==== RAW RECORDS ====
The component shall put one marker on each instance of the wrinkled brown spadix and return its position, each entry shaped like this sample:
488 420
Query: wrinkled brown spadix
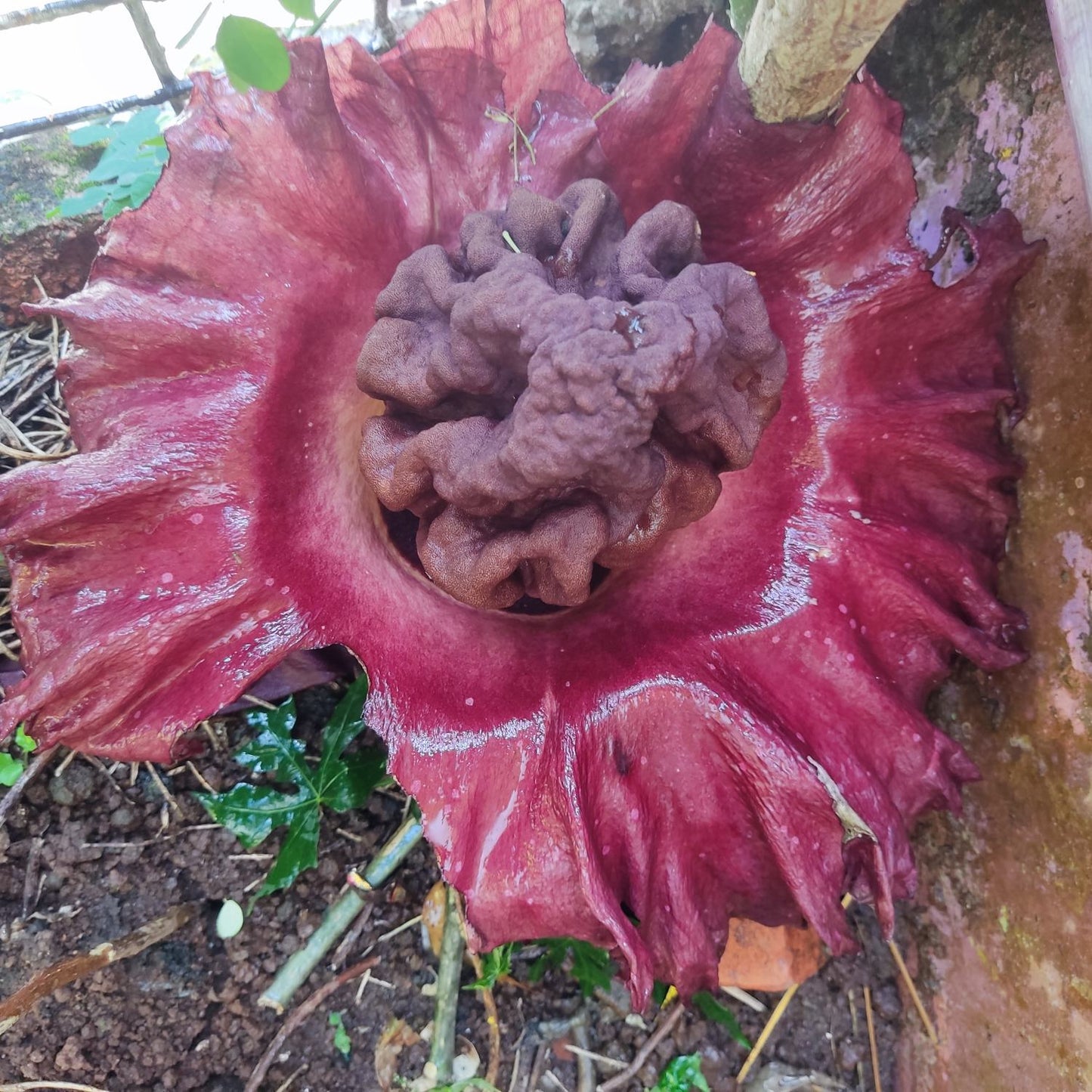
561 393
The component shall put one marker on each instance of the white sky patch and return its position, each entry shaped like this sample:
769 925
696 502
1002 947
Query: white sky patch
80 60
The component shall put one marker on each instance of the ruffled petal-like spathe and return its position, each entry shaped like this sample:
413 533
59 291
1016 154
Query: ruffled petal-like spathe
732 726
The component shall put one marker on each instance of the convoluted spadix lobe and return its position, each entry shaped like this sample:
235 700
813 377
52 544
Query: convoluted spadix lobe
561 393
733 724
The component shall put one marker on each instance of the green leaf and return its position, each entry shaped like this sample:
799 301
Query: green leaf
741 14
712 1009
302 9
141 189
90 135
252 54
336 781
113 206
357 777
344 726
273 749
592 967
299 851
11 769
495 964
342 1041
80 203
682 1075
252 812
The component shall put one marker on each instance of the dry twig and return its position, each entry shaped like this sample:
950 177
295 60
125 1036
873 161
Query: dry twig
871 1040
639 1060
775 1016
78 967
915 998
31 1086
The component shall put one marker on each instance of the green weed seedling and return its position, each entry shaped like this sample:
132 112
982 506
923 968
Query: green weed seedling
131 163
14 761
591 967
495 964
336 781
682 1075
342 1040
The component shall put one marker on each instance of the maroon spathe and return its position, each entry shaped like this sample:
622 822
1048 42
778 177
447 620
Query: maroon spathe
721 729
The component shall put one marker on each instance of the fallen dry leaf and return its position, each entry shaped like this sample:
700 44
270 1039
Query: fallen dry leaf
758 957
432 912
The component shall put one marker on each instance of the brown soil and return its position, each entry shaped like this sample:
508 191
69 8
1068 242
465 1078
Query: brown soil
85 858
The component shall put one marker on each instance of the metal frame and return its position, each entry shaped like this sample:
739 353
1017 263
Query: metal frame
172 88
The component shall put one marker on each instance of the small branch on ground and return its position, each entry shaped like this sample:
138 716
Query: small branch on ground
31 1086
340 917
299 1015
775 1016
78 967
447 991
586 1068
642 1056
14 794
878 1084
====
WHAT IS BEING ASKED: Can you print word for word the lines of the material above, from the line containing "of the small" up to and including the final line of the material?

FINISHED EXERCISE:
The component shall put one marker on each instance of the small branch on ground and return its position, each entry shaped like this sample:
138 716
Query: small branch on ground
31 1086
340 917
299 1015
775 1016
78 967
447 991
586 1068
642 1056
14 794
878 1084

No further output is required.